Problem set —
**A)** According to the interview transcript, in which festival is the show Safeword being staged?
**B)** List every place named in the interview transcript.
**C)** Extend the interview transcript past its final exchange, with Shosh and Elsa continuing the conversation about Elsa's family background.

Shosh [voiceover] Hi, former dumpster diver speaking. I just thought it might be good to clarify that dumpster is generally the practice of salvaging food from dumpsters either because you want to use it yourself and you don’t want it to go to waste, but also a lot of people like Elsa also find perfectly good food that has been thrown out and sort of redistributing it to community and to those in need
Elsa [interview] I also perform. So I grew up doing musical theatre and when I, when I turned 18, I kind of ditched it. I was sort of like “oh There wasn’t really any way to go with it” and I sort of left it behind. But this year I have kind of picked it up again. So at the moment, I’m in a show called Safeword, which is a… It’s being put on in the Melbourne Fringe, it’s a piece of physical theatre and it’s basically a queer Asian exploration of sex. So I’m doing that at the moment, too. I like camping, spending time in the sun. Stuff like that.
Shosh Amazing, that would be a very impressive, like, I don’t know, LinkedIn profile.
Elsa Thank you so much. I’ll update it after I leave today, yeah.
Shosh Oh you should, I’ll send you the transcript. So, yes, I’d love to hear a bit about your I guess, your family background or your sort of like, um, your background, both cultural and religious, whether it’s Jewish or otherwise.
Elsa Yeah. Well, so my mom is Jewish, Ashkenazi Jewish. She is born in Australia. Both her parents were born in Poland. My grandmother actually migrated to Australia before, just before World War 2. And my… I just realized I can actually call them what I what I call them.
Shosh Oh please.
Elsa Yeah. So my bubba was born…
Shosh Aw!
Elsa I’m just like code switching.
Shosh Yes.

Supplied data —
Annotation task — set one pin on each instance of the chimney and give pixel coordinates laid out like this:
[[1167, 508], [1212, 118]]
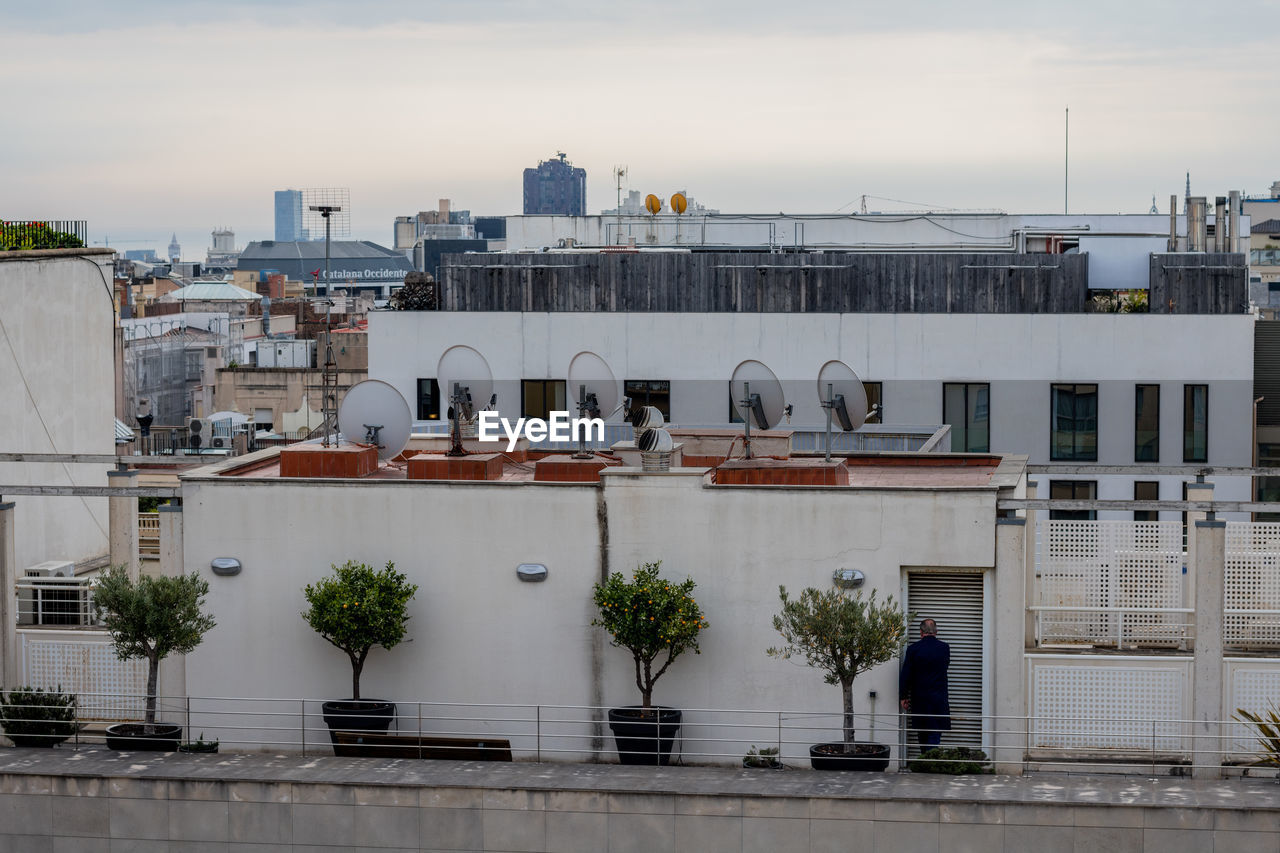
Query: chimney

Answers for the tasks —
**A)** The Melbourne Fringe.

**B)** Australia, Poland, Melbourne

**C)**
Elsa very funny. So, yeah, my bubba was born in Poland, but migrated to Australia when she was very young, before the war. And my zeida was born in Poland, but actually migrated to France when he was 1. So was in France during the war, and then migrated to Australia as a refugee during the war. So that’s my mum’s side. And then my dad is Chinese. So he was born in Hong Kong and migrated to Australia and he was actually raised Muslim. So I’ve got… Yeah, bit of an interesting mix going on. A little bit of.. I want to say, clashing of worlds, but I think that’s more based on other people’s perception of it. It’s really a synthesis in my family.
Shosh Yeah. So tell me a little bit more about this synthesis. That sounds like a really interesting kind of combination.
Elsa Yeah. Well, yeah. My my dad isn’t practicing anymore. I would say that actually My whole family are atheists. Yeah. I think… My… It’s interesting holding on to, well looking to hold on to bits of my dad’s culture in this, Yeah, interesting first generation kind of way where you know, you in the diaspora you feel like you want to connect with cultures that you might have lost or feel distant to, even though I think when I reflect honestly they were cultures that weren’t so important to my dad and that’s why he migrated in the first place.
Shosh Right.
Elsa It was sort of some… I think Islam and Chinese culture was actually not something he hugely connected with and so looked for other places and other opportunities. But now so I’m, you know, second generation, wanting to connect with those things a little bit more is interesting.
Shosh Yeah
Elsa But my cultural connection to my Jewishness is really, really strong. Again, my Jewish family are all atheist. I would call myself like a cultural Jew, a secular Jew, I suppose. but my cultural connection to my Jewishness feels really, really important to me. And I wonder, it is a part of my identity that brings me a lot of joy. But I also wonder how much of that has been… If It is so important to me, because it’s been shaped in opposition to, you know, white Christian Australia. I wonder how important it would be to me if I grew up more in a Jewish community or, you know, with less of those external forces. Yeah, it’s something that’s pretty important to me.
Shosh So did you grow up then, relatively sort of outside of like I guess like the sort of, you know, capital C Community here?
Elsa Yeah, definitely. So I think… I mean, I didn’t go to a Jewish school, so that’s the first thing. I also didn’t go to a Jewish youth group. So I think that put me outside a little bit. I think also maybe the sort of Jews my family are as well. They’re very left wing, and I think that can also be slightly alienating of parts of the Jewish community.
Shosh Ok.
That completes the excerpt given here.